**GIVEN INSTRUCTION**
Please format every line of the entries below as a JSON list of strings, one string per line, with blank lines left out.
## start RECORD LIST
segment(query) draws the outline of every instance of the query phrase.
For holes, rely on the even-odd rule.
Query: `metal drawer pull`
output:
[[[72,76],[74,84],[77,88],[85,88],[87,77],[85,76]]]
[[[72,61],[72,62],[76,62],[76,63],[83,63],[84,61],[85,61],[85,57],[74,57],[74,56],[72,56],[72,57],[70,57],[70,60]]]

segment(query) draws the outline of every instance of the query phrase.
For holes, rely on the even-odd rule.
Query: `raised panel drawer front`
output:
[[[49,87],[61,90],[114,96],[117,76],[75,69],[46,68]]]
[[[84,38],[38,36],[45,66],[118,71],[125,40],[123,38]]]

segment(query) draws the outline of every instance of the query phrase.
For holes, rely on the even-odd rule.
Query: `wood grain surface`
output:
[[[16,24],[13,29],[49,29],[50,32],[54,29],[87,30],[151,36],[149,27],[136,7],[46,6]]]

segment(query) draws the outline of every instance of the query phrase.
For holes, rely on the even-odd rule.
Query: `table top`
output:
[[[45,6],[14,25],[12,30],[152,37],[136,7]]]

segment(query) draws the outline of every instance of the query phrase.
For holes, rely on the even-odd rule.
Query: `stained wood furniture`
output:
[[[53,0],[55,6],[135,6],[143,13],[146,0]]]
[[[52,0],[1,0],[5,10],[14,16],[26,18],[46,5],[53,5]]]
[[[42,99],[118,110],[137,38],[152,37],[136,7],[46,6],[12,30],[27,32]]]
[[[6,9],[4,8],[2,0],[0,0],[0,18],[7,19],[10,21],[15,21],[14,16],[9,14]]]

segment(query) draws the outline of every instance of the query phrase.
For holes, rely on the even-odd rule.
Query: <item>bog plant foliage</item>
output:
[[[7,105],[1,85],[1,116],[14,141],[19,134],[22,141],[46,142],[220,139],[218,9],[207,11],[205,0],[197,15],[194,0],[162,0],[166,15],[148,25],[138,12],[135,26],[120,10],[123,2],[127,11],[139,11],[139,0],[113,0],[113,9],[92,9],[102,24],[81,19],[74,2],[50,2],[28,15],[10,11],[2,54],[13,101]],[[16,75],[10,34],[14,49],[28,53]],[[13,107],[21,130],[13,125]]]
## end RECORD LIST
**RESULT OF THE EXERCISE**
[
  "segment(query) draws the outline of every instance of the query phrase.",
  "For holes, rely on the even-odd rule.",
  "Query: `metal drawer pull`",
  "output:",
  "[[[72,76],[74,84],[77,88],[85,88],[87,77],[85,76]]]",
  "[[[72,61],[72,62],[76,62],[76,63],[83,63],[84,61],[85,61],[85,57],[74,57],[74,56],[72,56],[72,57],[70,57],[70,60]]]",
  "segment(query) draws the outline of every instance of the query phrase.",
  "For holes, rely on the even-odd rule.",
  "Query: `raised panel drawer front`",
  "output:",
  "[[[49,87],[61,90],[114,96],[117,76],[75,69],[46,68]]]",
  "[[[84,38],[38,36],[45,66],[118,71],[125,40],[123,38]]]",
  "segment(query) draws the outline of every instance of the query phrase.",
  "For holes, rely on the even-odd rule.",
  "Query: `wood grain surface`",
  "output:",
  "[[[16,24],[13,29],[49,29],[50,32],[54,29],[87,30],[151,36],[149,27],[136,7],[46,6]]]",
  "segment(query) draws the outline of every instance of the query phrase.",
  "For holes, rely on the even-odd rule.",
  "Query: `table top`",
  "output:",
  "[[[45,6],[14,25],[12,30],[152,37],[136,7]]]",
  "segment(query) draws the outline of every instance of the query phrase.",
  "For holes, rely on the even-odd rule.",
  "Query: `stained wood furniture`",
  "output:",
  "[[[53,0],[55,6],[135,6],[143,13],[146,0]]]",
  "[[[52,0],[1,0],[5,10],[14,16],[26,18],[46,5],[53,5]]]",
  "[[[42,99],[118,110],[137,38],[152,37],[136,7],[46,6],[12,30],[27,32]]]",
  "[[[6,9],[4,8],[2,0],[0,0],[0,18],[7,19],[10,21],[15,21],[14,16],[9,14]]]",
  "segment(query) draws the outline of every instance of the query phrase.",
  "For holes, rely on the even-odd rule.",
  "Query: <item>bog plant foliage</item>",
  "output:",
  "[[[7,105],[1,85],[1,116],[14,141],[19,134],[22,141],[46,142],[220,139],[218,9],[207,11],[205,0],[197,15],[194,0],[162,0],[166,15],[148,25],[138,12],[135,26],[120,10],[123,2],[127,11],[139,11],[139,0],[113,0],[113,9],[92,9],[102,24],[81,19],[74,2],[50,2],[28,15],[10,11],[2,54],[13,101]],[[16,75],[10,34],[14,49],[28,53]],[[13,107],[21,130],[13,125]]]"
]